■ Exercises
(a) Answer each question from the passage on marine protected areas, keeping the same markings:
(i) What share of the world's oceans is now protected within an MPA?
(ii) What position does Janice Blumenthal hold, and in which department?
(iii) Which government is Hays's team advising about future MPAs?
(b) Reproduce the passage on marine protected areas, everything from "Although MPAs can" down to "and hatching grounds.".
(c) List every threat that the passage on marine protected areas says migratory species need protection from.

■ Extract to read
· · · · · · ·
Although MPAs can work well at protecting habitats like coral reefs and nonmigratory wildlife such as the coconut crab, the authors say that more effort needs to be made to protect migratory species such as the green turtle and the hawksbill turtle from poachers, marine debris, and fishing gear entanglement. The study found that turtles spend most of their time outside these protected areas, and suggests supplementing large protected areas with smaller MPAs. These smaller MPAs would target the main destinations of migratory species, offering protection that goes beyond nesting and hatching grounds.
Despite global commitments to increase the number of protected areas, less than 3% of the world’s oceans are now protected within an MPA. In many cases, MPA planning isn’t based on environmental science, Hays says. Often, the boundaries for a large MPA are simply the territorial limits around a nation’s oceanic islands, as is the case with the Chagos Archipelago.
The study shows that even the largest MPAs cannot work in isolation, says Janice Blumenthal, a research officer for the Cayman Islands Department of Environment in George Town who works with sea turtle ecology. “We need international cooperation in ocean conservation.”
Hays’s team is now advising the Seychelles government about future MPAs to ensure a healthy future for the developing island nation’s natural resources. “A lot of tourists go to Seychelles to see the marine wildlife, so there’s definitely a will to protect the turtles there,” he says. At the same time, Hays notes certain areas will likely remain open for fishing and other marine activities. “The key goal is to try and keep everyone as happy as possible.” Especially the turtles.
· · · · · · ·
■ Data section

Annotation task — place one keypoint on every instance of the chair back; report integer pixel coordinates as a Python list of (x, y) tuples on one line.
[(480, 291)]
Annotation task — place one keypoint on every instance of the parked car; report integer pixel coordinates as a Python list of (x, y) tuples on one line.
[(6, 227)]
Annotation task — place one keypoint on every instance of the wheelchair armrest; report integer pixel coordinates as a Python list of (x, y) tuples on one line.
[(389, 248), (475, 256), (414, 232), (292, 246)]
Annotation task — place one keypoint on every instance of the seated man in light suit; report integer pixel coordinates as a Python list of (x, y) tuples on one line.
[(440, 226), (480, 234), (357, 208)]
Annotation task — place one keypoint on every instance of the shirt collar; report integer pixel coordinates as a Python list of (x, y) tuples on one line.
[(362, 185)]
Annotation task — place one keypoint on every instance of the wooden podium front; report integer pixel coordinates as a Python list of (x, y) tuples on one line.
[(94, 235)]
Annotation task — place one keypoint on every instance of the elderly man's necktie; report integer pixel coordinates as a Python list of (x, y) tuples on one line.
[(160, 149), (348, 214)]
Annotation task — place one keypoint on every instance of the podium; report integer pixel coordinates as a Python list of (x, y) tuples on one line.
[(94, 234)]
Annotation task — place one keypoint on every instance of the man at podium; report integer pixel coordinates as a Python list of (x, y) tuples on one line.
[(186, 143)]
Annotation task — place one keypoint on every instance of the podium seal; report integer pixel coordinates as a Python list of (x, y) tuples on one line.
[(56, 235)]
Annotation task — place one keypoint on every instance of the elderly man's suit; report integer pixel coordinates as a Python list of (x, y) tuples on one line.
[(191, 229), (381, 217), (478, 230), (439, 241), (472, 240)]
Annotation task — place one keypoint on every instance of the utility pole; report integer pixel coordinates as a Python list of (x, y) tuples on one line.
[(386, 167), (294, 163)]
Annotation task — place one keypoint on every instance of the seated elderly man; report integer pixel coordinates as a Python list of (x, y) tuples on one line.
· · · · · · ·
■ Task answers
(a)
(i) Less than 3%
(ii) Research officer for the Cayman Islands Department of Environment
(iii) The Seychelles government

(b)
Although MPAs can work well at protecting habitats like coral reefs and nonmigratory wildlife such as the coconut crab, the authors say that more effort needs to be made to protect migratory species such as the green turtle and the hawksbill turtle from poachers, marine debris, and fishing gear entanglement. The study found that turtles spend most of their time outside these protected areas, and suggests supplementing large protected areas with smaller MPAs. These smaller MPAs would target the main destinations of migratory species, offering protection that goes beyond nesting and hatching grounds.

(c)
Poachers
Marine debris
Fishing gear entanglement